== Extrait du texte ==
Ce mercredi après-midi, ce sera au tour des responsables de l'Afsca de passer devant les députés.


Ducarme charge les Pays-Bas

Pour sa part, le ministre fédéral de l'Agriculture, Denis Ducarme (qui a remplacé Willy Borsus depuis qu'il est devenu ministre-président wallon), affirme que du fipronil a été détecté dans des oeufs aux Pays-Bas dès novembre 2016. Une information qui figure dans le rapport remis par l'Afsca au ministre. D'après lui, la Belgique a dû attendre un mois avant d'obtenir des réponses à des questions posées à l'Agence de sécurité alimentaire néerlandaise au sujet de la contamination d'oeufs au fipronil. "Aucune confirmation officielle des Pays-Bas ne nous est parvenue", assure le ministre. "Si nous avions eu ces informations avant, la vigilance aurait été accrue. Mais nous ne disposions pas de ces informations, tout reposait donc sur l'autocontrôle", a-t-il ajouté.

Cela nous aurait permis d'identifier plus rapidement la liste des clients de cette entreprise

Le nouveau ministre de l'Agriculture a par ailleurs déploré qu'un mois se soit écoulé entre une demande de l'Afsca à son homologue néerlandais au sujet d'une société de service avicole néerlandaise et d'un producteur d'aliments pour animaux aux Pays-Bas. Une demande encore réitérée le 26 juin. L'Afsca a reçu ce jour-là des informations concernant des contrôles réalisés chez des fournisseurs d'aliments néerlandais, mais toujours pas celles concernant la firme objet de la question. "Or, cela nous aurait permis d'identifier plus rapidement la liste des clients de cette entreprise", a encore déclaré Denis Ducarme.

Le 13 juillet, soit près d'un mois après sa demande formelle, l'Afsca a obtenu une double notification de ses voisins. Ceux-ci précisent premièrement que mi-mars, un paquet contenant du fipronil, au nom personnel d'un producteur/distributeur belge de Dega-16 (insecticide censé être naturel) à destination d'une adresse néerlandaise, a été saisi à l'aéroport de Schiphol. Ensuite qu'une enquête criminelle avait été ouverte à l'encontre de la société de services avicoles néerlandaise. A partir de ce moment-là, l'agence néerlandaise "ne peut plus nous communiquer les informations que nous lui réclamons depuis un mois. Elle ne communiquera dès lors jamais d'elle-même les informations demandées par l'Afsca".

== Travail à faire ==
1. Selon l'article sur le fipronil, à quelle date l'Afsca a-t-elle reçu une double notification des Pays-Bas ?
2. Recopiez le passage de l'article sur le fipronil qui commence par "Le nouveau ministre" et va jusqu'à "déclaré Denis Ducarme.", en substituant "agence belge" à "Afsca".
3. Reprenez l'article sur le fipronil là où il s'arrête, s'il vous plaît.

Extrait d'un fichier de données:
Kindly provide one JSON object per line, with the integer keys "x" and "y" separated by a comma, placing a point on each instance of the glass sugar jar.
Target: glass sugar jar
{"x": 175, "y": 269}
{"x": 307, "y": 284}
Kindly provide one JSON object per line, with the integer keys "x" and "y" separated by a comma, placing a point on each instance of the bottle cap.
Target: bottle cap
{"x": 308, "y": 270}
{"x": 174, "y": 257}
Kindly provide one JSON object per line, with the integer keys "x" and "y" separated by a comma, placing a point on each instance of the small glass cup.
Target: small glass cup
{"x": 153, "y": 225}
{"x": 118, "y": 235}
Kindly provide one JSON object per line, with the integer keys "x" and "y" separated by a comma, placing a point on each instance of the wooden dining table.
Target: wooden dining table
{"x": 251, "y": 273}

== Résultats ==
1. Le 13 juillet.

2.
Le nouveau ministre de l'Agriculture a par ailleurs déploré qu'un mois se soit écoulé entre une demande de l'agence belge à son homologue néerlandais au sujet d'une société de service avicole néerlandaise et d'un producteur d'aliments pour animaux aux Pays-Bas. Une demande encore réitérée le 26 juin. L'agence belge a reçu ce jour-là des informations concernant des contrôles réalisés chez des fournisseurs d'aliments néerlandais, mais toujours pas celles concernant la firme objet de la question. "Or, cela nous aurait permis d'identifier plus rapidement la liste des clients de cette entreprise", a encore déclaré Denis Ducarme.

3.
"Un mois!", a répété Denis Ducarme. "Un mois sans la moindre information de l'agence néerlandaise. Cela veut dire quoi? Cela veut dire que nous n'avons pas pu avoir accès à la liste des clients de la firme hollandaise, et que l'Afsca n'a donc pas pu déterminer plus tôt le périmètre suspect qu'elle a pu déterminer par la suite, et qui concerne 86 exploitants. Nous avons donc perdu un mois pour faire les tests. Et cela, ce n'est pas possible. Quand un pays comme les Pays-Bas, un des plus gros exportateurs d'œufs, ne transmet pas cette info, ça pose vraiment problème!", a lancé le ministre.


Même si les Pays-Bas ont traîné, pourquoi l'Afsca n'a pas communiqué plus tôt?

On l'a compris, pour Denis Ducarme, la gestion de la crise aurait pu être plus rapide si les Pays-Bas avaient répondu plus vite aux questions. Mais la charge du ministre contre nos voisins ne doit pas faire oublier le timing côté belge. Pour rappel, voici les dates-clés chez nous:

Juin: l'Afsca suspecte une irrégularité chez un producteur d'oeufs belge.
20 juillet: les analyses et enquêtes révèlent un scandale sanitaire (pas avant ça, selon l'Afsca).
24 juillet: les ministres fédéraux de tutelle, dont le cabinet Borsus, sont mis au courant du problème des oeufs contaminés.
25 juillet: le ministre de l'Agriculture Willy Borsus demande un rapport urgent à l'Afsca pour en savoir plus.
26 juillet: les experts du cabinet de l'Agriculture tiennent une réunion au siège de l'Afsca. Willy Borsus n'y est pas présent car c'est le jour de son entrée en fonction en tant que ministre-président wallon.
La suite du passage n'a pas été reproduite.